The church and the media have the same function—they both propagandize us to cause us to turn the other cheek and to give in to them. It is political Christianity. You go to church on Sunday, pay your way to heaven, be good during the week by not challenging the state and buy your redemption again the next Sunday.
Conclusion The struggle for our liberation is ongoing.
The Post 1990 Wish List 1. That Canada breaks up, then we will get all the land back. We aren’t getting anything out of Con’fraud’eration anyway.
2. That casinos are built on every reserve so that the white people can come and give us their rent money and have fun while doing it.
3. That the government-controlled police force leave our territories forever. We are alright without them. If we have their kind of police, we will have troubles like the white communities. The more police you have the worse the people get because they just make us mad. We wish that they would give people three or four warnings before they arrest somebody for something that is not criminal like a parking ticket or hunting and fishing on our land.
4. That the police and the white population get better training on how to be humane and to get along with each other and the Aboriginal people.
5. That everybody would tell the truth. Everybody knows how to be good. You don’t need a 3,000-page bible to tell you that One page would be enough! 6. That we will win all our cases in the courts. What is the secret of winning a court case in the white man’s judicial system? The secret is that once you know and accept that the court, the police and the government are all corrupt, then you will know how to deal with them and then you will start winning.

GIVEN INFORMATION:
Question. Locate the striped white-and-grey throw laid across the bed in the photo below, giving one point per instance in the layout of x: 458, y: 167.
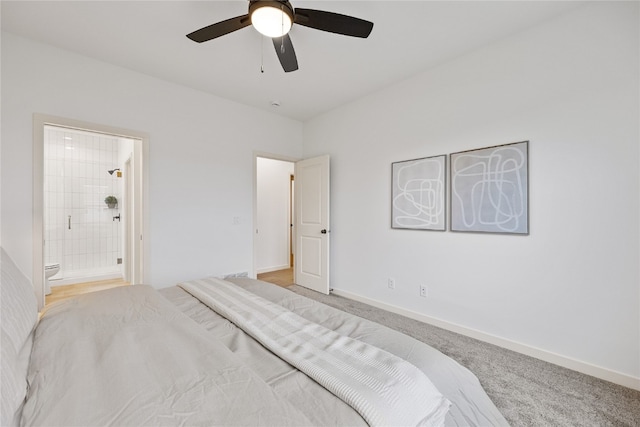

REQUIRED TASKS:
• a. In the wish-list excerpt, what does the third wish ask the government-controlled police force to do?
• b. Write the next part of the wish-list excerpt, picking up after its final sentence.
The listing above comes from a separate source and has no connection to the wish-list excerpt.

ANSWERS FOR THE TASKS:
• a. Leave their territories forever.

• b.
7. That the Indian people would not go shopping off the territory and give their money instead to Indian businesses. Then our businesses would grow and grow and when we get rich we should give some of it back to the people.
8. That radio commentator Gilles Proulx, that brainwashéd separatist pawn, go to hell! He keeps saying we are bad. He must be working for the government Anybody who doesn’t like us, let us know why. Why is it that those who spend a little time with us don’t want to leave? 9. That Jacques Parizeau hurries up and separates. The French have sovereignty already, but it is in France. They cannot be sovereign here on our land. So get out! The sooner the better! And all your friends too! 10. That the army who stole our sacred masks as we were leaving the Treatment Centre in Kahnawake on Sept. 26, 1990 and are now having nothing but trouble, keep those masks a little longer. They treated us terribly, nobody believed us and so now it’s coming out how bad they are.
11. That the SQ, also known as the “Psycho Quebec” Cops, get what’s coming to them.
12. That the Indians become even more stubborn so no one can push us around anymore. If they push us, we will push back! That we stay more together. Look at Kahnawake, Kanehsatake and Akwesasne. We might have squabbles but we will still take for each other. And that’s just the way it should be for all of us.